__Фрагмент текста__.
---

Новости

«Листая старые подшивки» КЕМ БЫЛ ЕГО ЧАЦКИЙ?

«Листая старые подшивки»

КЕМ БЫЛ ЕГО ЧАЦКИЙ?

...А сначала Никита Подгорный играл как-то застенчиво. Он играл так, будто бы не верил, что он — актер. Это актерское состояние замечательно определила Вера Аркадьевна Мичурина-Самойлова: по ее словам, она довольно долго чувствовала себя (на сцене) «как бы «застегнутой». Подгорный тоже застегивал себя на все «пуговицы». Играя «Привидения», он больше всего на свете опасался утратить душевное равновесие. Его эмоции выступали как «подстрочник» к словам, в облике Подгорного — Освальда, в его характере трудно было ощутить постоянную борьбу болезни и духа, которую сам Ибсен мстительно и игриво называл «драмой судьбы». Так Освальда играть не принято. Орленов и Моисеи, во всяком случае, играли именно «драму судьбы». А Подгорный спрашивал себя о другом: Освальд — талантливый человек, талантливый художник, но Художником, именно Художником, он все-таки не стал. Почему? Что помешало ему? Его жизнь (сам образ жизни)? Его болезнь?..

Запомнился финал спектакля: мрачноватый дом фру Альвинг, раннее утро, восход солнца и — Освальд, удивленно-подавленный,с молкнувший человек с оцепенелым, нелепо-мечтательным взглядом, в котором не трудно было заметить признаки начинающегося безумия. «Жизнь отошла — и, покорясь судьбе, В каком-то забытьи изнеможенья, Здесь человек лишь снится сам себе...» — очнулась в подсознании заученная когда-то строка-мысль Тютчева. Этот взгляд Освальда — Подгорного со мною до сих пор. Он просил пощады. (У кого? Зачем?) Он возвращался к переживаниям детства. Казалось даже, что Подгорный намеренно играет один из тех характеров, которые, по словам Стефана Цвейга, «недоверчиво отстраняют всякие внешние импульсы и только изнутри, из искони насажденных ростков, развивают свой духовный облик». Самое удивительное: Освальд — Подгорный стеснялся многословия. Было ощущение, что вот-вот раздастся исповедь. А он был к исповеди не готов. Не предрасположен. Отвлекусь: Софья Владимировна Гиацинтова писала, что Ганя Иволгин в исполнении Подгорного (эта роль — его кинематографический дебют) производит впечатление человека, «который украдкой смотрит на себя в зеркало». Это сам Подгорный как бы украдкой смотрел на себя в зеркало. Все они — и Освальд, и Ганя Иволгин, и, чуть позже, Чацкий -—в какой-тб мере стали его двойниками. Подгорный никогда не играл сам себя. Но он, если так можно сказать, играл через себя. Он использовал материалы своей биографии. Чтобы так тихо, с такой грустью сыграть Чацкого, надо прочесть десятки поэтических книг. Чтобы так легко, так доверчиво сыграть Угиса из пьесы «Лето младшего брата» или, скажем, Безайса в спектакле «Когда горит сердце», надо быть счастливчиком и не верить, не признаваться себе в том, что жизнь полна драматизма. И — наоборот: чтобы спустя всего несколько лет так обреченно, так... молчаливо сыграть Освальда, надо пережить переоценку ценностей, многое увидеть и многое открыть. Воистину:

С мерцающих строк бытия
Ловлю я забытую фразу...

---

__Задание 1__.
Перечислите все роли, сыгранные Никитой Подгорным, которые названы в отрывке о нем выше.
__Задание 2__.
Продолжите отрывок о Никите Подгорном после его последней строки.

__Данные__.

---

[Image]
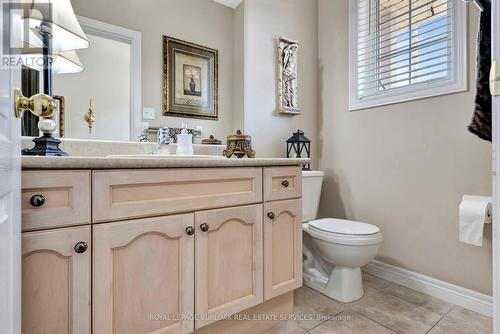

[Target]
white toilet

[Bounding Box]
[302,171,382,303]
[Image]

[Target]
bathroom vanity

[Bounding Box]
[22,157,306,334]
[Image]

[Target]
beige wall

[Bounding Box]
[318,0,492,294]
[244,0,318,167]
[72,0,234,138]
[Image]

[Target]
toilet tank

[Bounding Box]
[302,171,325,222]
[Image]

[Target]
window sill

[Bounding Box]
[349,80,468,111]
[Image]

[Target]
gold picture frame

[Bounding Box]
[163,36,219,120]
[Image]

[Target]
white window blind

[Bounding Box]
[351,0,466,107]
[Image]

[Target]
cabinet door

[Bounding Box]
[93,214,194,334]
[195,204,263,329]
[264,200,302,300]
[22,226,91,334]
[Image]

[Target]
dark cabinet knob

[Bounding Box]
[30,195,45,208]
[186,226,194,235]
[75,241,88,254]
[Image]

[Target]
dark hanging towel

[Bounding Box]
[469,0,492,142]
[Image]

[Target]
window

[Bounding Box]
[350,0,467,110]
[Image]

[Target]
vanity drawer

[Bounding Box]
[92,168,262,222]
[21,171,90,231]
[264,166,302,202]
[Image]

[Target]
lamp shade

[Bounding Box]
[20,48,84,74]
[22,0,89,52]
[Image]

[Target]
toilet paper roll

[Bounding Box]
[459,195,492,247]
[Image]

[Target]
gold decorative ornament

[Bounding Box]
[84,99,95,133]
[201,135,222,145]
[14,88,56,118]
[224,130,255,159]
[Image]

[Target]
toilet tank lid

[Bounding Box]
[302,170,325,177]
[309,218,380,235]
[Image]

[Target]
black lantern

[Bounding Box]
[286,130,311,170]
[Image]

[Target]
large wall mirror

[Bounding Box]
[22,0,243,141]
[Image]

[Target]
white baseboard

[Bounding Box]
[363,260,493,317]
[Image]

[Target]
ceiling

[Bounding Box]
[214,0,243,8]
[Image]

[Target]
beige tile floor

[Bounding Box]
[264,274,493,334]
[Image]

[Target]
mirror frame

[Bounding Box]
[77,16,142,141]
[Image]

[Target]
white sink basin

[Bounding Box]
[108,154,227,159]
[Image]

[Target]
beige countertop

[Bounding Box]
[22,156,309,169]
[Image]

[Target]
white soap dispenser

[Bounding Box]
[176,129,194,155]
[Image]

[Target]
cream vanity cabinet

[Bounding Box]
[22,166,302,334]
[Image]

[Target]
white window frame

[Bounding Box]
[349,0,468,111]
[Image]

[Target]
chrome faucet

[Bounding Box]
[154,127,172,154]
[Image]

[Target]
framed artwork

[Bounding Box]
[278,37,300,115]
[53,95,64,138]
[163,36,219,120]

---

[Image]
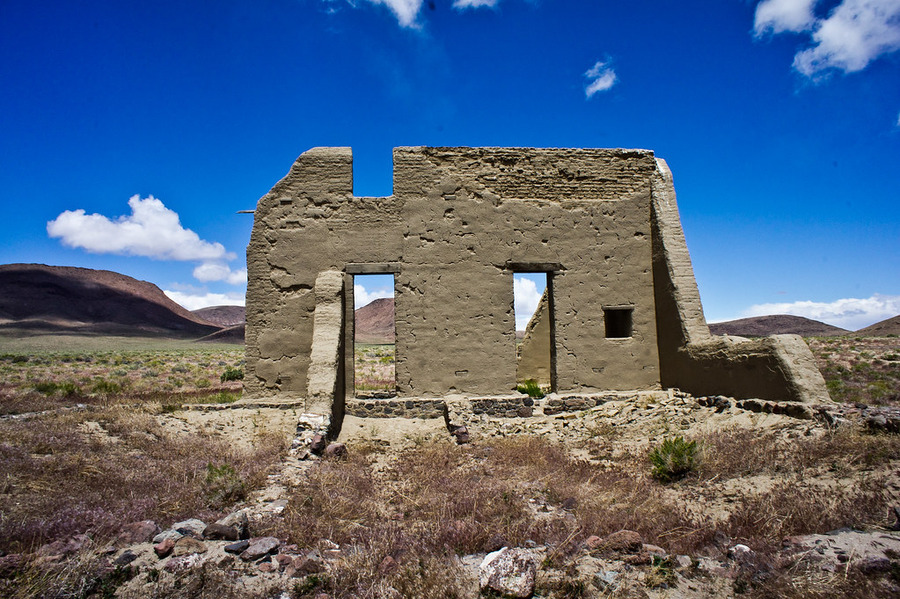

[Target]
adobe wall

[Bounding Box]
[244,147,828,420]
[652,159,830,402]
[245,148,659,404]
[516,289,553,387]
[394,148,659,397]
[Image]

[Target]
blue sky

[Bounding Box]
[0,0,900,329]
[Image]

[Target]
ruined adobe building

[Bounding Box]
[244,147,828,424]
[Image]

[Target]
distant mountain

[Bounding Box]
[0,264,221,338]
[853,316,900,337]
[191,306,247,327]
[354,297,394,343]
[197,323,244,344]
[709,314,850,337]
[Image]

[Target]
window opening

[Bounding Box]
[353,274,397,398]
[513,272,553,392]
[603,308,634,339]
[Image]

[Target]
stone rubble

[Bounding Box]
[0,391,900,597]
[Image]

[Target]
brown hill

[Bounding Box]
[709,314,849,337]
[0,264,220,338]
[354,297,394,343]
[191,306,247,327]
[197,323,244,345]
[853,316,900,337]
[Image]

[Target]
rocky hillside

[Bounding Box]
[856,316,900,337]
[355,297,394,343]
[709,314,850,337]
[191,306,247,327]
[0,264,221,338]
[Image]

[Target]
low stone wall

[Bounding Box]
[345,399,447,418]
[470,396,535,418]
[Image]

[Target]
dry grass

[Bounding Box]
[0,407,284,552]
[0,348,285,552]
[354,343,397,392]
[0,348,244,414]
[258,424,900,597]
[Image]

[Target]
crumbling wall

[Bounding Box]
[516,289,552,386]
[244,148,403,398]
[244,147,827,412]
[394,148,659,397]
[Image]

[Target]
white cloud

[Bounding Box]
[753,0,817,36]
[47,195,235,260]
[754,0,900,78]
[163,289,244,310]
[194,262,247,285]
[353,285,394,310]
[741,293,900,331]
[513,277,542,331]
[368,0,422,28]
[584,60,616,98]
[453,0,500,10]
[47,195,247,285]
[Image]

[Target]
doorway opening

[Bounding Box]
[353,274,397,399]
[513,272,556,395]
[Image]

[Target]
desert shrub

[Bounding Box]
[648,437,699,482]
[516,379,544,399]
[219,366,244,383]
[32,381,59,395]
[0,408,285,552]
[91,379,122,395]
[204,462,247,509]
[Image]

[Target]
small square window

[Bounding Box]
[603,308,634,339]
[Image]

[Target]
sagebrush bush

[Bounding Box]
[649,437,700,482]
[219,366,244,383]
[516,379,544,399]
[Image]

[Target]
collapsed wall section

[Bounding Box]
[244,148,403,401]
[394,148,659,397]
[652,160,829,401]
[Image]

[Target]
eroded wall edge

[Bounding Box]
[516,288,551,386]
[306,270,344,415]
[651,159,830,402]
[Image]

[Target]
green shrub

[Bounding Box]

---

__Ответ 1__.
Освальд, Ганя Иволгин, Чацкий, Угис, Безайс

__Ответ 2__.
По-другому Подгорный не умел.
Ах какой это был Чацкий! Его не с кем сравнить. С ним трудно поставить кого-нибудь рядом. «О нет, Подгорный не сумел нам рассказать о Чацком любовнике, о Чацком страстном и наивном,— писала тогда Т. Чеботаревская.— И становления этого юного характера мы не увидели... В романтическом по трактовке спектакле герой, наверное, должен был бы обладать большой романтической окрыленностью, более открытым взлетом чувств!» Да, конечно, должен был бы. Барышев и Бабятинский — дублеры Подгорного — так и играли: красноречиво, энергично, эффектно. А Подгорный был задумчив и тих. Тревожен. Слова плакали в его устах. Кем был его Чацкий? Изгоем личного счастья? Снобом? Меланхоликом? Борцом? Нет и нет. Он жил как романтический герой — ожиданием гибели. Он чувствовал, знал, что «всему конец», что жизнь близка к кульминации. Он хотел сказать последние слова. Кому? Фамусову? Молчалину? Софье? Неправда! Обращаясь к обитателям фамусовского дома, он говорил как бы сам с собой, его мысли уходили далеко-далеко, в этом доме он находился как бы формально, до поры до времени, но куда же, куда он мог бежать?..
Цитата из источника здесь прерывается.